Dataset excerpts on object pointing
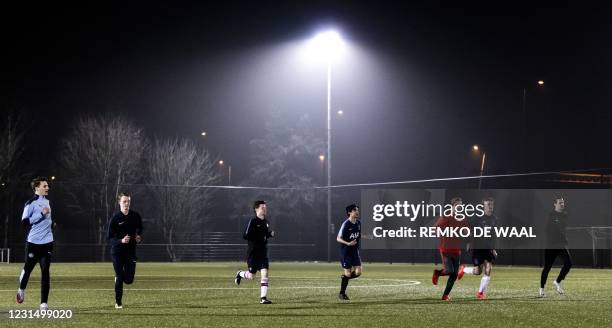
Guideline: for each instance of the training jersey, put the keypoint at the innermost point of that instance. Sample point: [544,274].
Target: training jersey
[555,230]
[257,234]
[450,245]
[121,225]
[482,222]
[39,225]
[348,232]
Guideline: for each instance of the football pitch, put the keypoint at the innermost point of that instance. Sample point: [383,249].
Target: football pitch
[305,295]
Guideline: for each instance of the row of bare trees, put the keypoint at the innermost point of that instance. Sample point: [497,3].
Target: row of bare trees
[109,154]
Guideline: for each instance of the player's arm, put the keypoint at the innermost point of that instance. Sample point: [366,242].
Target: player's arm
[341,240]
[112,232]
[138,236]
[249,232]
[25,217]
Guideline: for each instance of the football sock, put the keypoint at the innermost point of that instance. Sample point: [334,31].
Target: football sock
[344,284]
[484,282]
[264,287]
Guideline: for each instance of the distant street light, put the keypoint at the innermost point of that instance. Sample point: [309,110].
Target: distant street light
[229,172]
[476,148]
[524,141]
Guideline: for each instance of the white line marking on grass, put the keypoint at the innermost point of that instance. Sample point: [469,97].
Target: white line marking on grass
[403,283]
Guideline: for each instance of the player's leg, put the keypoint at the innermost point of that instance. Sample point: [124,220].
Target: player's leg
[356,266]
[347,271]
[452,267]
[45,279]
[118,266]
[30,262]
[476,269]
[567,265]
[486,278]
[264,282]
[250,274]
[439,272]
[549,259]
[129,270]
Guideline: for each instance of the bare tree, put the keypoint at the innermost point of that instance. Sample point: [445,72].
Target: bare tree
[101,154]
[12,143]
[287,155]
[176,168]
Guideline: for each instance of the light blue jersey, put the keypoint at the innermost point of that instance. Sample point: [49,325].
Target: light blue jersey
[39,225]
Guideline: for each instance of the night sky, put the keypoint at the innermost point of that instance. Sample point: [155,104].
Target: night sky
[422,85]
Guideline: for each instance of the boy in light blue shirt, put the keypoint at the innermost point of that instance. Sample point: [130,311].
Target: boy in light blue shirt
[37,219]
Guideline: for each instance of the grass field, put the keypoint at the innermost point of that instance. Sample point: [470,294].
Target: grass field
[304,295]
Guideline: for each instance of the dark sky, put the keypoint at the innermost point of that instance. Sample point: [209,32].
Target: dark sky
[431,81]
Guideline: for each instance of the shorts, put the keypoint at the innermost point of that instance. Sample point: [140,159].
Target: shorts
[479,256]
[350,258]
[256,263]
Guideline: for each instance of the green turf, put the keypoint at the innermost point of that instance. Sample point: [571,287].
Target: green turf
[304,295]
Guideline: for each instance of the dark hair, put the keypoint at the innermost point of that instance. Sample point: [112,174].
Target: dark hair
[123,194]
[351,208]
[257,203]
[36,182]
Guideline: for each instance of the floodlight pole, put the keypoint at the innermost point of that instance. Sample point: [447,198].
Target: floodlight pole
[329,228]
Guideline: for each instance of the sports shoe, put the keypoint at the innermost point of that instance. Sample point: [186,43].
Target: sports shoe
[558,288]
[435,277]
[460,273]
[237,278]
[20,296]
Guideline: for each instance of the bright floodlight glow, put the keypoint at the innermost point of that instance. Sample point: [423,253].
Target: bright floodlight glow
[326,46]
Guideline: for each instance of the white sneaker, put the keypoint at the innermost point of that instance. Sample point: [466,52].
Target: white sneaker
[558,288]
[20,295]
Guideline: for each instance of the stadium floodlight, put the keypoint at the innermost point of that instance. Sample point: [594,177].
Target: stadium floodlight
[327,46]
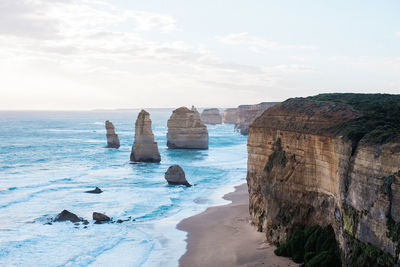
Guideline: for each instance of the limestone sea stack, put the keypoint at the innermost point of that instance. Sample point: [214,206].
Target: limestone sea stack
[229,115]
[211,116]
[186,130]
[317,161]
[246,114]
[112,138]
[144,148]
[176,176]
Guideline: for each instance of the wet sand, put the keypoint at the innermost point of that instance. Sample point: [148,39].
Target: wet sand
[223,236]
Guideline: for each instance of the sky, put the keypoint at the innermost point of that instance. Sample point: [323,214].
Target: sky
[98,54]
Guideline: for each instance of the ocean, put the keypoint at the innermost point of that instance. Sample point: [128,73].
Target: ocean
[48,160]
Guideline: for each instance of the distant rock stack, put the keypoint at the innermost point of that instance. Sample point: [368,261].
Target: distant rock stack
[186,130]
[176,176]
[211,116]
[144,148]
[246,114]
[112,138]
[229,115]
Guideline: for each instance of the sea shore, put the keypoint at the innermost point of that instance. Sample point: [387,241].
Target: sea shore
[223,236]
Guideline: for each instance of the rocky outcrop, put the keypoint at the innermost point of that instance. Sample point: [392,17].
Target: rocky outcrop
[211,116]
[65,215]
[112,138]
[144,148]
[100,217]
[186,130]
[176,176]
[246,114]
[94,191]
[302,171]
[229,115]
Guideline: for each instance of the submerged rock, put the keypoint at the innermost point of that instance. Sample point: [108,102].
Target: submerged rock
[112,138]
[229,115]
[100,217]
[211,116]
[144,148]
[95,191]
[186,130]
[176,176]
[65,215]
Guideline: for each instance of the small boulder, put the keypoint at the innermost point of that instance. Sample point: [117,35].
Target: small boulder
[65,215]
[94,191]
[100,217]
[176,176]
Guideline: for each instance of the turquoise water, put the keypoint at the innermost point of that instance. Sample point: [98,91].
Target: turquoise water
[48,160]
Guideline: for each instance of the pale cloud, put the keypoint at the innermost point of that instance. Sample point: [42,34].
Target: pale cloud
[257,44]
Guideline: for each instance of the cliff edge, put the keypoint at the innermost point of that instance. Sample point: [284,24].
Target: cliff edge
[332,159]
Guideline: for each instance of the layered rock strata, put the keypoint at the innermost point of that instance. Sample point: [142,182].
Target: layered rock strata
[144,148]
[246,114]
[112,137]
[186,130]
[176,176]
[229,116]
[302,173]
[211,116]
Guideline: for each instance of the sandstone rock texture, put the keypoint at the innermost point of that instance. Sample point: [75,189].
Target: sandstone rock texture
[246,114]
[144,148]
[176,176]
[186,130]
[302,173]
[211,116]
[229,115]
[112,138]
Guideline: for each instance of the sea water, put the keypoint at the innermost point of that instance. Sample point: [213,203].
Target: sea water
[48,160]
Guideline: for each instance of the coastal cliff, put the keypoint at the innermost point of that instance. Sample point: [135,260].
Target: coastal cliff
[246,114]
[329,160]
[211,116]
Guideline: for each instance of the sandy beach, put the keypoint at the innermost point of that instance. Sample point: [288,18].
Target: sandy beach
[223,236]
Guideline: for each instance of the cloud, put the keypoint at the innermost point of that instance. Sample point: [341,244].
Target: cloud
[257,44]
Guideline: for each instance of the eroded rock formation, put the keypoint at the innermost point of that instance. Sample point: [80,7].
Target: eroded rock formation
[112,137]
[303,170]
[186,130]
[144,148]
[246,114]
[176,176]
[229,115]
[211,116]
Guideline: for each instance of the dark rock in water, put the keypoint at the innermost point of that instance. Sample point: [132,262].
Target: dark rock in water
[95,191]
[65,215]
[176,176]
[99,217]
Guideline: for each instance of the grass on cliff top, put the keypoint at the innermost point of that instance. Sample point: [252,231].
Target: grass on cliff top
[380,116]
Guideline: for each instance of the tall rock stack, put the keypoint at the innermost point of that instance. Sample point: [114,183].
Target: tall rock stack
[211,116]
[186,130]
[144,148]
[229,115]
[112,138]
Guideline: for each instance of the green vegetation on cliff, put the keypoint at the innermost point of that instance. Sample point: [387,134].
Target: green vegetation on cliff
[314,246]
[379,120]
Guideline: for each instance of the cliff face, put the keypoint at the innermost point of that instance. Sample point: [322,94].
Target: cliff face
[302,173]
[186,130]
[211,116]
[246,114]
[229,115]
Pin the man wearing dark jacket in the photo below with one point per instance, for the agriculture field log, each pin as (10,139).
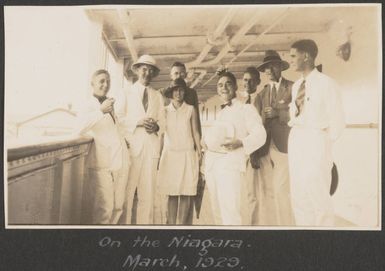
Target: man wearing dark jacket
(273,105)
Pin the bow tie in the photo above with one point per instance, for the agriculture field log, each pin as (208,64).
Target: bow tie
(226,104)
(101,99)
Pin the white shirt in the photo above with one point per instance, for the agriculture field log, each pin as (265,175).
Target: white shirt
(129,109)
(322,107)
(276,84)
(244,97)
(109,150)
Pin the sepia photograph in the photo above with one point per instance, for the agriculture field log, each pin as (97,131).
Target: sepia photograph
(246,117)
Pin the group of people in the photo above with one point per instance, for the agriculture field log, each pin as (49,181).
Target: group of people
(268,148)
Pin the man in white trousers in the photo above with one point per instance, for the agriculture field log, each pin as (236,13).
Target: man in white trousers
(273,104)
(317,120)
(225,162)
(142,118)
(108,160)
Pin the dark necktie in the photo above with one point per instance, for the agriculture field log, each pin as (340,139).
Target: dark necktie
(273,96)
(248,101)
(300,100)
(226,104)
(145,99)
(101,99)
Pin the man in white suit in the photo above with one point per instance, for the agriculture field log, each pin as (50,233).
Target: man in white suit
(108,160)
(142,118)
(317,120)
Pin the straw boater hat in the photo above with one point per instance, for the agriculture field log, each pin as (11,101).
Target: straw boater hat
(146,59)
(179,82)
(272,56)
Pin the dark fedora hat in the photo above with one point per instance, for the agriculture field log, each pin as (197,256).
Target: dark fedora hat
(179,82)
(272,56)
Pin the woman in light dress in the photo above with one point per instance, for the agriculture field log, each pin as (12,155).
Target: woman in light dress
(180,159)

Aim
Nothing but the lines from the one with "Pin the man in white suit" through the last line should be repeated, each exactly as it stands.

The completed task
Pin the man in white suit in the photo above with one point per instance, for the agriculture field log, each pin as (50,233).
Target: man in white suit
(108,160)
(142,118)
(317,120)
Pin the straw boater hat in the photo above with one point per instance, for the agriculture field log, each pin as (11,101).
Target: straw boater hat
(146,59)
(179,82)
(272,56)
Pin the dark fedora hat in the photo above with one point per instance, for the agriculture field log, each pin as (197,256).
Target: dark fedora hat
(179,82)
(272,56)
Pin the woman in light dress in the photo above with one point per instance, for the agriculture field log, each pin as (12,155).
Target: woman in light dress
(180,159)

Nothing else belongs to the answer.